# INFORMATION SHOWN

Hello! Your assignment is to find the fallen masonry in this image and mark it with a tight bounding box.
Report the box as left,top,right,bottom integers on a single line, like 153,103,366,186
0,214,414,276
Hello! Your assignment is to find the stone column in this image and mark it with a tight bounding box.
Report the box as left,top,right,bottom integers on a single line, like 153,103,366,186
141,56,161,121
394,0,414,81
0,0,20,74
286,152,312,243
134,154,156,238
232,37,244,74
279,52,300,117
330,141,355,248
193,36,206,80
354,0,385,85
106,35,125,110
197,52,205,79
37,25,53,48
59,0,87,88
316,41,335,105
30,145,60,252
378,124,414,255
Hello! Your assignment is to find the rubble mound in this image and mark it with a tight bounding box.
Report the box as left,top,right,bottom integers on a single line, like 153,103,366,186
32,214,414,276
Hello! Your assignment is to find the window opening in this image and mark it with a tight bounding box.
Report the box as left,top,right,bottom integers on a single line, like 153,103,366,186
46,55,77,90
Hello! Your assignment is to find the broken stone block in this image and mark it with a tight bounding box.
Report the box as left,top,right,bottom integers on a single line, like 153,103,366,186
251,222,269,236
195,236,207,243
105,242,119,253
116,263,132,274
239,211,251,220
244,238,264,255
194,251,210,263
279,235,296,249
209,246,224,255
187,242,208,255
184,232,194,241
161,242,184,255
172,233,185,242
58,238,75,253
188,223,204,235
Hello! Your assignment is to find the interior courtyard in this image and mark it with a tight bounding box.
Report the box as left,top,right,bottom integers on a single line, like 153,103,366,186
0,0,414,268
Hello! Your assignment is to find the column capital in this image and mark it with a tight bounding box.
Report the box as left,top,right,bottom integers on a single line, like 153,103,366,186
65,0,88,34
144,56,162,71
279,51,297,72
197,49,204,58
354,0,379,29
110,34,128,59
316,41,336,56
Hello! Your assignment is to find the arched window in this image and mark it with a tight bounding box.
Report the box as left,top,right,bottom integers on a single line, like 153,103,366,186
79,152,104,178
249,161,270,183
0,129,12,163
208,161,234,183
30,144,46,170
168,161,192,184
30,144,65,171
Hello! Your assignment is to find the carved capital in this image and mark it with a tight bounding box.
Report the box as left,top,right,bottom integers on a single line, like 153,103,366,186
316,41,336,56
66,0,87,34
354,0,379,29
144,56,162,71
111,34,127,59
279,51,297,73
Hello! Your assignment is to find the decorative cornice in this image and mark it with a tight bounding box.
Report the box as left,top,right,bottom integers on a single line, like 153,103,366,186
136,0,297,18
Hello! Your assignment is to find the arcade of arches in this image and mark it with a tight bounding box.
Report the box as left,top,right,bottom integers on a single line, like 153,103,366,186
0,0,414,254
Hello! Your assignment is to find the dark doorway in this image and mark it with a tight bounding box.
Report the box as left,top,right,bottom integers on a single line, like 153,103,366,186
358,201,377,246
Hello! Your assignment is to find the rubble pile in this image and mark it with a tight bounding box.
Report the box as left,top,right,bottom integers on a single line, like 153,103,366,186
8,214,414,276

# OBJECTIVE
Filter the entries above and copy out every line that contains the word "rubble", treating uppercase and lowercase letters as distinct.

# SOLVED EXERCISE
Hello! Your assignment is to find the rubble mound in this image and mark it with a tight bounding box.
Hello! Your assignment is to find the rubble pile in this image and mark it with a tight bounding box.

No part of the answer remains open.